Set task -
Print the listing below line for line without changing any wording, and leave the pictures out.

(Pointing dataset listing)
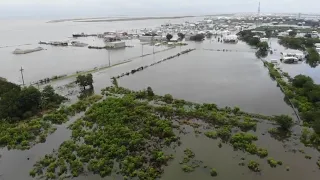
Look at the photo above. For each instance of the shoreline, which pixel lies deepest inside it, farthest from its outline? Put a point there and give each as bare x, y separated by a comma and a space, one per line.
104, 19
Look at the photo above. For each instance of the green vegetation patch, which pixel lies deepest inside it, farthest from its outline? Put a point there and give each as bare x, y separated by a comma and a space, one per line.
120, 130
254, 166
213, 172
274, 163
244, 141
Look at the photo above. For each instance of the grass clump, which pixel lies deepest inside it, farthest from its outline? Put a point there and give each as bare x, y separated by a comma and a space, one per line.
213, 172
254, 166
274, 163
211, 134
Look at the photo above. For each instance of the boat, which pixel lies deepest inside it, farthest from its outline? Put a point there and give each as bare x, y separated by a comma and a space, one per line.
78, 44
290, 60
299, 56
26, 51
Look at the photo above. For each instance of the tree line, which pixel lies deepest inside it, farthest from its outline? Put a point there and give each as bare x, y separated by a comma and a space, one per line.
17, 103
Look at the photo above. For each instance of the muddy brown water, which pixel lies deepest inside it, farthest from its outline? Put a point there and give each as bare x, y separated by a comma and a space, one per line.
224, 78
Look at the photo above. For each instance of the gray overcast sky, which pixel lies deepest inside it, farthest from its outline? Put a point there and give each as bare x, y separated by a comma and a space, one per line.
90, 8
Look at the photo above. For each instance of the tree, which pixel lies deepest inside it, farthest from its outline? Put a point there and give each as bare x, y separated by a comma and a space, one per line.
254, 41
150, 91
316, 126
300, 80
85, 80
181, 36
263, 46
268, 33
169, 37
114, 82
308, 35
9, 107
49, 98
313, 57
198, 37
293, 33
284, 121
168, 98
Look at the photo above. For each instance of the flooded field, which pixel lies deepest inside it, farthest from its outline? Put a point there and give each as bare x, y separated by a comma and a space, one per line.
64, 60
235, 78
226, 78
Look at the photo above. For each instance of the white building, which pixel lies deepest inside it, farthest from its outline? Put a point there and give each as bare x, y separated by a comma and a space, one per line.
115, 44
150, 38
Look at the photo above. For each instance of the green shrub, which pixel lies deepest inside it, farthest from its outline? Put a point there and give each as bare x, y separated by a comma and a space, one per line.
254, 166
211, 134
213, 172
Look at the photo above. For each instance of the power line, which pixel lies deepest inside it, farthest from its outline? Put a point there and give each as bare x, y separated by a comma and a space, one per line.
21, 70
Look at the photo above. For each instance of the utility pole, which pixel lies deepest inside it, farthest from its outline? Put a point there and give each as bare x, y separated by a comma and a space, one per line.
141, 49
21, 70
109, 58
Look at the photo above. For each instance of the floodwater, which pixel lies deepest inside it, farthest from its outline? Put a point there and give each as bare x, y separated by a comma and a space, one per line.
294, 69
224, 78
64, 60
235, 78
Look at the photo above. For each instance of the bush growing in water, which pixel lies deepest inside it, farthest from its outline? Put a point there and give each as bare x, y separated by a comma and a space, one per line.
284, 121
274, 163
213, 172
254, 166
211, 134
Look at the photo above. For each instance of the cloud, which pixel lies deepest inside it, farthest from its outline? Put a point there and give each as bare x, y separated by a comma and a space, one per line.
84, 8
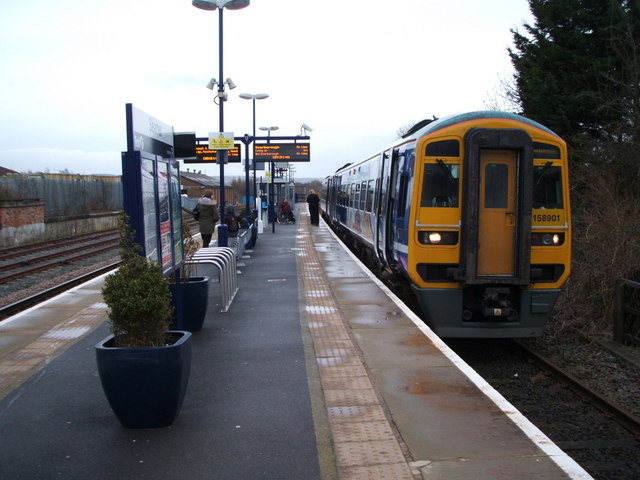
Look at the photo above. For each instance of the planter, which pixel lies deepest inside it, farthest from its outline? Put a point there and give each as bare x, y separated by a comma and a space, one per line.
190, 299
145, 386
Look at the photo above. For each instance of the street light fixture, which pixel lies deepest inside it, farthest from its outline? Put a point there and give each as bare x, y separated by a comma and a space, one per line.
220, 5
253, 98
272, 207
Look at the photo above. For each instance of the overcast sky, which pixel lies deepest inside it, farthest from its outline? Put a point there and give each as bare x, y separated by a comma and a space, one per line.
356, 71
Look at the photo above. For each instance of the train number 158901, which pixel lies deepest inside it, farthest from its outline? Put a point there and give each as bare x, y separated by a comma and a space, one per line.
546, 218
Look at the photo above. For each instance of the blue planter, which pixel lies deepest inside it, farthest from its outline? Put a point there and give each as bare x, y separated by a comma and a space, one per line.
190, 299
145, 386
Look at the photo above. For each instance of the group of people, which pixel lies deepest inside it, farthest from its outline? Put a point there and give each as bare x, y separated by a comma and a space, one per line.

Reply to the task -
Look at the photo above. For each instance of the shoreline, which pixel lies deepest inside it, farthest from its outline? Put a point there and give each as bare x, y separated by a comma and a space, one per line.
104, 19
Look at the photo above. For each instance of the green vegetation patch, which pixel lies deepest inside it, farthest from its outline? Put a point there and give each as bare x, y separated by a comma and a space, one per line.
120, 130
254, 166
213, 172
274, 163
244, 141
Look at the photo above. For each instance of the grass clump, which pixel lies deepest inside it, farthest from its outline? Put a point there and give each as bare x, y separated by a comma and a space, one per line.
213, 172
254, 166
274, 163
211, 134
Look at the photo above. For each instance of the boat, which pixel lies deepest inside it, farthest from its outline? Put a point there and give each as bare x, y separated by a comma and a space, one per line.
78, 44
290, 60
299, 56
26, 51
Look at the photo above. For each instance of the tree line, which pixel lies deepest inside it, farthest from its outline? Put a point there and give each as bare x, y separated by a comma and a space, one per line.
17, 103
Look at the photo above. For each instance of the muddy brown water, which pixel lies deepest inside it, farthest from its outline? Put a point there and give each as bare x, y separated by a comma and a space, one per line.
224, 78
Look at the photo above. For each instance of the gray overcast sky, which pixel lies deepest inside it, farthest from its outline? Put a point there and give each as bare x, y separated by a comma and a space, one per line.
90, 8
Look at the photo above. For each instance of the tree, which pixel lies deepest inside it, farthest from its outline? Put a point there and give each as bare x, y separated by a comma and a space, one per line.
254, 41
150, 91
316, 126
300, 80
85, 80
181, 36
263, 46
268, 33
169, 37
114, 82
308, 35
9, 107
49, 98
313, 57
198, 37
293, 33
284, 121
168, 98
Look at the photo above. For each instance of the flooded field, which pixel lies deepest inside it, farthest from its outline? Put a point there and give each as bare x, y separated by a comma and a space, one per line.
64, 60
235, 78
226, 78
Look at the photo above. For each instance of the white building, which pixel lies deepest inside it, farthest from its outline? Put a point there and give each as bare x, y separated by a comma and a space, one per line.
115, 44
150, 38
Look at the photo above. For each instance of the green shrub, which pixel lies deepest inside it, farthest from its outline? Put a point there and give each as bare x, y separated by a comma and a space, one per line.
254, 166
211, 134
213, 172
Look at the photo above. For each instance of the power line, which pixel lies deepest inside it, farthest from its outline? Put a point there and give each as bare x, y separated by a comma and a space, one per line.
21, 70
Look at the photo above. For each instance of the utility pole, which pixel lies deepest inside it, farthest from its outline? Put a point there and give each as bare x, y separated by a comma and a space, one per line.
141, 49
21, 70
109, 58
Look at the photo above. For each instance of the floodwater, which pixel lies deepest inside it, farthest from its outline? Put a point there and give each as bare x, y separated by a comma and a space, one per line.
294, 69
224, 78
64, 60
235, 78
Look at the photo above. For each instance of the bush growing in water, which pixel lies deepest inside it, farthest from its outline? Put a point there and give each as bare x, y separated by a comma and a space, one per line.
284, 121
274, 163
213, 172
254, 166
211, 134
Look at the photo above. For each instance of the cloud, which pixel lies deepest inside it, farthest from its outline? Put a point there and give each as bare x, y separated by a comma and a space, one per line.
84, 8
Look at the photo above. For each instance of the planter, which pixel lies deepest inside it, farthest from its outline? Put a point there and give each as bare x, y separated by a comma and a space, one per line.
190, 299
145, 386
Look at the photo above. For each instance of the street light fixture, which pixel lies deepest inside it, farthest from its outline? Put a point there and give each as bare x, y separated by a comma and a space, one per line.
220, 5
253, 98
272, 207
Look at the photo above. For each instance of the overcast sky, which pixel lies deepest inside it, farthest from its outline? Put a point there and give each as bare x, y separated by a comma and a space, one per line.
356, 71
Look at the photo above. For each instance of the train number 158901, which pixel lies deepest inside it, farthest from its outline? Put a point there and give each as bare x, y separated by a comma and a space, one per line.
546, 218
Look at the photo above. For each instance of the blue planter, which pixel lies deepest inside it, farthest from its outline? Put a point there and give each as bare x, y separated by a comma and a space, one per line.
190, 299
145, 386
Look at the photo above. For each instance of the group of people, which pixel lies deepest inside it, farthest from its outline? Put a point there and give each as bare x, y separated by a comma and a space, one per line.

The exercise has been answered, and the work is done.